Short exercise 1
List every word that the passage on Christianity below puts inside quotation marks.

Passage to read
Amenhotep, your message suggests to me that before chucking it in you did not really spend much time, from a position of moderate scepticism, adequately consider the arguments in favour of Christianity. Sadly that is a true of a lot of people who grow up in sheltered Christian environments and who are derailed by arguments against Christianity that they had not been expecting or were not prepared for. Under these circumstances an "encounter" with the likes of Chistopher Hitchens or Richard Dawkins can be unsettling to say the least. When they fire the pebbles they have collected at Sunday School, needless to say little impact is made. The result of that can be that they allow themselves to be too quickly overawed by arguments which might not be quite so solid as they might seem. Sadly, a lot of young people in our churches are happy enough to drift with the evangelical tide, going from one spiritual high to another, their minds bathed in sickly-sweet sentimental, music- driven(me-)Worship. They are not given and neither do they demand anything which will engage them intellectually, and when they get into conversation with non or post-Christians at university they are actually bowled over to "find" that all the "intellect" is on the side of the opposition. It is therefore not long before they find themselves in the ranks of the opposition.

Short exercise 2
Render the lines of the records as a numbered list, starting at the line that contains "point: green tree" and continuing through the last line of the records, with both ends included and blank lines left out.

Data lines
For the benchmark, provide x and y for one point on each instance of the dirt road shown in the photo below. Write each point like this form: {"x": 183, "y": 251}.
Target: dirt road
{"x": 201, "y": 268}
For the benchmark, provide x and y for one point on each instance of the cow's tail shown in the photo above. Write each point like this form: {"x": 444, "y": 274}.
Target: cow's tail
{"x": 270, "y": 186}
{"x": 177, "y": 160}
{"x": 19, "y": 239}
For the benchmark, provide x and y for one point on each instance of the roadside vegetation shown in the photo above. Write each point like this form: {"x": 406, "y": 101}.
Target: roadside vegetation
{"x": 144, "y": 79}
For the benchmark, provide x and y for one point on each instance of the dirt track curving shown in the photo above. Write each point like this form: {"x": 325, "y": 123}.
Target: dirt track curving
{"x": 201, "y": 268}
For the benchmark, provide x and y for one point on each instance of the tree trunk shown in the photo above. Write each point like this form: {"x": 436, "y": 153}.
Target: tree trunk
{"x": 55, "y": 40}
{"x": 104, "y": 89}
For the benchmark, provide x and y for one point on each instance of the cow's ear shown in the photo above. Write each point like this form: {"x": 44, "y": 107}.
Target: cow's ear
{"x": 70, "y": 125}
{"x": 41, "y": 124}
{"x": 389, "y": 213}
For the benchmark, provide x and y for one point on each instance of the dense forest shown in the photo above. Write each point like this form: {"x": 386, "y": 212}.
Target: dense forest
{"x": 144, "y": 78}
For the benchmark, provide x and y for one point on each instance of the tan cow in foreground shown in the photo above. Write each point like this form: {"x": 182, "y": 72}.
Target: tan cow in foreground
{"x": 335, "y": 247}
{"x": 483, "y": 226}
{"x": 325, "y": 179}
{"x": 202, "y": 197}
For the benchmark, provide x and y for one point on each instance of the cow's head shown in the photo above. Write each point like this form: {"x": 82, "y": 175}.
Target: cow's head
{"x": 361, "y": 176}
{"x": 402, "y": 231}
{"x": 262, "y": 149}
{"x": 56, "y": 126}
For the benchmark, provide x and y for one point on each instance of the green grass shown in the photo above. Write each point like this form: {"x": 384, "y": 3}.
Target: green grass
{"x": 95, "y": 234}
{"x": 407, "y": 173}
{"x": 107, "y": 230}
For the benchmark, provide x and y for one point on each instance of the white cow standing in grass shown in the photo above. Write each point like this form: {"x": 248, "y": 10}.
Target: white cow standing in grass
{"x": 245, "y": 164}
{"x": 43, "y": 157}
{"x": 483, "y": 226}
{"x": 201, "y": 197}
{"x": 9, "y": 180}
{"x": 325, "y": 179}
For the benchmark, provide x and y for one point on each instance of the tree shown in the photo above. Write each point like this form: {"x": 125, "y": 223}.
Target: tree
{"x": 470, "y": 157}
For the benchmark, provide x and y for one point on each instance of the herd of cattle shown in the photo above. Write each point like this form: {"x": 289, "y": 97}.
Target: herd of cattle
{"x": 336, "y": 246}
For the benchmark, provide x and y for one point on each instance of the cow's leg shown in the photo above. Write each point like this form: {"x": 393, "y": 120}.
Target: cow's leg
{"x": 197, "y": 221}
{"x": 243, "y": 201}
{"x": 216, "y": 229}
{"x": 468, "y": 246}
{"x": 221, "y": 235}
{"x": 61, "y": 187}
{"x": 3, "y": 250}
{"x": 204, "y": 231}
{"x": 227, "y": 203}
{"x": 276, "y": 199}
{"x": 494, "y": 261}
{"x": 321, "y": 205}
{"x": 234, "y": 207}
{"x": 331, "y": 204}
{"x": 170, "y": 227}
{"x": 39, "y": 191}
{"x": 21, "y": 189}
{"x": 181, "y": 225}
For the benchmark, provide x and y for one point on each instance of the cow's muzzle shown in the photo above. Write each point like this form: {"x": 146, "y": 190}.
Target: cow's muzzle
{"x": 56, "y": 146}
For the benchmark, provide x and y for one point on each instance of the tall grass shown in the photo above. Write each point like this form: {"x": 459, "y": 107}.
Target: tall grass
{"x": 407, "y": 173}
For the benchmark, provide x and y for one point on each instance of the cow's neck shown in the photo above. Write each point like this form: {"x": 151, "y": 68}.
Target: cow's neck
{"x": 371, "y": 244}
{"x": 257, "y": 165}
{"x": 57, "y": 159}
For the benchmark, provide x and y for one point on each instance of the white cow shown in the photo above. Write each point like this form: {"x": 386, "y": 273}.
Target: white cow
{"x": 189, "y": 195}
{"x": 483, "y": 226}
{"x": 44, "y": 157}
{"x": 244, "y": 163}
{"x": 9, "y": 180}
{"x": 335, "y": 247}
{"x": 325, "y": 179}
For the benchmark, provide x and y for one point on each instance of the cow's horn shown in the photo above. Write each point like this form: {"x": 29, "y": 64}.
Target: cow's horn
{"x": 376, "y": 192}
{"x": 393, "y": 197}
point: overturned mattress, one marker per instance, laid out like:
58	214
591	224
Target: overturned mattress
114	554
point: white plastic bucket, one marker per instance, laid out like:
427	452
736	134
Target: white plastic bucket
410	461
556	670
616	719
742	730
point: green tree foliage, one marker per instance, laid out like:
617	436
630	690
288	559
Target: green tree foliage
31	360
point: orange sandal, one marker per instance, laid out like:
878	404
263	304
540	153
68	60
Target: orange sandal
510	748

Written reply 1
encounter
find
intellect

Written reply 2
1. point: green tree foliage, one marker per instance, laid out like:
2. 617	436
3. 630	690
4. 288	559
5. Target: green tree foliage
6. 31	360
7. point: orange sandal, one marker per instance, laid out like:
8. 878	404
9. 263	304
10. 540	153
11. 68	60
12. Target: orange sandal
13. 510	748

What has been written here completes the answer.